— PROBLEM STATEMENT —
Extract every line of the records below and reproduce each one word for word, without any changes.

— DATASET —
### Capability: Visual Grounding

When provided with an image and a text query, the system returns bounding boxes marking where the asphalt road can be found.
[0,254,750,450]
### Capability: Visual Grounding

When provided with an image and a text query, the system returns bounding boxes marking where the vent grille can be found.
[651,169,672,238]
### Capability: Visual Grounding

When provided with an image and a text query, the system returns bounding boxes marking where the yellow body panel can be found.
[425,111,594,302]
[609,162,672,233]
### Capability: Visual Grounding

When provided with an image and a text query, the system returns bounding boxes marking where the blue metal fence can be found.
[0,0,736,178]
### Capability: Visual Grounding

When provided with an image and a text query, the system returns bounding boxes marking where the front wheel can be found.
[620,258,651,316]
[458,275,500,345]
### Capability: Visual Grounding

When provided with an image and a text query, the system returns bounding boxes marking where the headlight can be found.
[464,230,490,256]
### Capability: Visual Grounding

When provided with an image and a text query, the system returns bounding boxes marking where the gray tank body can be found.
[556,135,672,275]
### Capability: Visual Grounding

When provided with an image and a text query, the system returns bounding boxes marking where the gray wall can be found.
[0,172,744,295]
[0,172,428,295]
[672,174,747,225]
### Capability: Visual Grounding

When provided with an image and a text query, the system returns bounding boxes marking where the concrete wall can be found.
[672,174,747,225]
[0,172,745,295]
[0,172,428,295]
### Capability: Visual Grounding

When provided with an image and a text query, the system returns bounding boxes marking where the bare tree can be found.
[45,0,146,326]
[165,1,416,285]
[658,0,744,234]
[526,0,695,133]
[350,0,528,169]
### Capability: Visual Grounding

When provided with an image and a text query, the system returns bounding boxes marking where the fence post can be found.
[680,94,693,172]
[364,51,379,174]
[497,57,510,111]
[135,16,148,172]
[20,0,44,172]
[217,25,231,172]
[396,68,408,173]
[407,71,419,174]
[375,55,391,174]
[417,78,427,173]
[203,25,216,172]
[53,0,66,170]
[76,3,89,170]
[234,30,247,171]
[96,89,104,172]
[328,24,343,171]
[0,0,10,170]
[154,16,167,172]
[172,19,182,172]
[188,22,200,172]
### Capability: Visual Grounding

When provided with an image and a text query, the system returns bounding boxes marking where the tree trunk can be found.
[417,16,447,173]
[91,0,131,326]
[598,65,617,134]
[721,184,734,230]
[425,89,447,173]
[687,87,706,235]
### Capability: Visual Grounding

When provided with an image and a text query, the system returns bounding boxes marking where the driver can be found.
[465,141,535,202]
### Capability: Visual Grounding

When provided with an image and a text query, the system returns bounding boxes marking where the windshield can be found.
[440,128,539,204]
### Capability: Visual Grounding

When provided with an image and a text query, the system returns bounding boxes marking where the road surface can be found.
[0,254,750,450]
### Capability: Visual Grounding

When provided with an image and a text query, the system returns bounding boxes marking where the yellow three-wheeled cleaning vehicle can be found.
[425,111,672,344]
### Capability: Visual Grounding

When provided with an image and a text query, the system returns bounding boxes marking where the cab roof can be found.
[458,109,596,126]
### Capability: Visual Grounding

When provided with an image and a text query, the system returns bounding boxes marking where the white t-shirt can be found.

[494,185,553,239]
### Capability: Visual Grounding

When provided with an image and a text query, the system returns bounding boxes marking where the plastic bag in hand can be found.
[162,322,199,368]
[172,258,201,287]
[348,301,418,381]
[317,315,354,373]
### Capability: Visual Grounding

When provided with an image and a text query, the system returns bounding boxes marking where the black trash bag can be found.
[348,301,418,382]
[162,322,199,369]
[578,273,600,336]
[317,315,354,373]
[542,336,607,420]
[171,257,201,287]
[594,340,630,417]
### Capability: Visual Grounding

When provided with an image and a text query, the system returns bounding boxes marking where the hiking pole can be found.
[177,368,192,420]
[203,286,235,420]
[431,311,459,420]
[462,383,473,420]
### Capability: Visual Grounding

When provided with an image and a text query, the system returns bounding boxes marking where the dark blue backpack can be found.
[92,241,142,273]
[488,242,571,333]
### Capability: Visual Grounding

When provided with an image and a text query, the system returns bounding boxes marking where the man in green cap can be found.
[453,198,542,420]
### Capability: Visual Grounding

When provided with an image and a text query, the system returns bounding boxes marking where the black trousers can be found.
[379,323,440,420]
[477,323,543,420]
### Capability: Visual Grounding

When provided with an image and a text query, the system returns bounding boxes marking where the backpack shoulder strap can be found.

— RESPONSE TO THIS TASK —
### Capability: Visual Grounding

When provided with an image and a text query, the system returns bounding boxes marking where the asphalt road can be found.
[0,254,750,450]
### Capability: Visual Grounding

When provided with an image and a text query, the system returns bounding boxes marking where the vent grille can be found.
[651,169,672,238]
### Capability: Visual Grounding

When provided with an image and a text query, the system returns bounding boxes marking where the yellow body panel can be found.
[425,111,594,302]
[609,162,672,233]
### Capability: Visual Grounding

When provided with an image and a text query, the system returns bounding boxes marking where the blue metal fence can be found.
[0,0,736,178]
### Capability: Visual Grounding

When provided with an image and a text query, the system returns bounding boxes marking where the front wheel can be found.
[620,258,651,316]
[458,275,500,345]
### Capability: Visual Grounding

When provided with an image and a text query, the system returns bounding boxes marking where the headlight can be found.
[464,230,490,256]
### Capability: Visual Grounding

When provided with an image and a text query, the system returns bounding boxes marking where the gray tank body can be found.
[556,135,672,275]
### Capability: Visual Grounding

When provided with an image and a text query, the system returns bounding boxes marking where the gray wall can be found.
[0,172,744,295]
[0,172,428,295]
[672,174,747,225]
### Capability: Visual Grounding

When provided with an image and a text query, the system returns bounding boxes marking where the concrete wall can be found.
[672,174,747,225]
[0,172,745,295]
[0,172,428,295]
### Capability: Visual Grounding

When provided with an image and a text query, the system returns bounding boxes marking where the bare tree can be found.
[45,0,146,326]
[165,1,416,285]
[658,0,744,234]
[526,0,695,133]
[350,0,528,169]
### Capability: Visual Grounding

When provided with an image and a text query, the system returns bounding boxes marking where the fence post can be found.
[680,94,693,172]
[364,51,379,174]
[497,57,510,111]
[135,16,148,172]
[20,0,44,172]
[217,25,231,172]
[396,68,408,173]
[407,71,419,174]
[375,55,391,174]
[417,78,427,173]
[203,25,216,172]
[53,0,66,170]
[76,3,89,170]
[234,30,247,171]
[96,89,104,172]
[328,24,343,171]
[0,0,10,170]
[154,16,167,172]
[172,19,182,172]
[188,22,200,172]
### Capability: Visual Grounding

When provided with an image and a text query, the system returns bounding boxes marking where the tree trunk can be found.
[417,16,447,173]
[91,0,131,326]
[598,65,617,134]
[721,184,734,230]
[425,89,447,173]
[687,87,706,235]
### Capability: Visual Grounding

When provided with an image and a text query, the system returns bounding boxes marking where the driver can be found.
[465,141,535,202]
### Capability: Visual Grounding

When provided with an image and a text query, the system returns bounding boxes marking where the windshield can be found.
[440,128,539,204]
### Capability: Visual Grounding

When provided with an image and a text query, the system returns bounding boxes marking where the road surface can be found.
[0,254,750,450]
### Capability: Visual Grounding

When provided with an image and a text query, the system returns bounding boxes marking where the yellow three-wheeled cleaning vehicle can be found.
[425,111,672,344]
### Capability: Visual Grounding

When provided with an image and a text query, the system returns bounding boxes marking where the cab roof can be found.
[458,109,596,126]
### Capability: Visual Grounding

When provided with an image and a text query, the system returns bounding boxes marking where the white t-shirt can be found.

[494,185,553,239]
### Capability: Visual Grounding

When provided with an image and a text query, the system returns bounding boxes marking where the plastic bag in hand can be found.
[162,322,199,368]
[172,258,201,287]
[348,301,418,381]
[317,315,354,373]
### Capability: Visual Grounding

When provided with an image and a text query, the system returns bounding boxes marking where the black trash bag can be found.
[348,301,418,382]
[162,322,199,369]
[578,273,600,336]
[317,315,354,373]
[542,336,607,420]
[171,257,201,287]
[594,340,630,417]
### Capability: Visual Grounding

When provided with an image and a text query, the system returns bounding boxes marking where the hiking pole can be found.
[177,368,192,420]
[203,286,235,420]
[431,311,459,420]
[462,383,473,420]
### Capability: Visual Grounding

When provided with an image and a text query, the system returns bounding boxes marking where the dark blue backpack can be found.
[92,241,142,273]
[488,242,571,333]
### Capability: Visual Grounding

When provided with an image and a text query, the system returns bounding boxes marking where the man in green cap can be found.
[453,198,542,420]
### Capability: Visual Grounding

When provided with an image and a text query, the system returns bounding boxes marking where the black trousers can be found.
[379,323,440,420]
[477,323,543,420]
### Capability: Visual Grounding

When provided with an image and a text query, the system returns bounding boxes marking where the backpack shoulder strap can be found.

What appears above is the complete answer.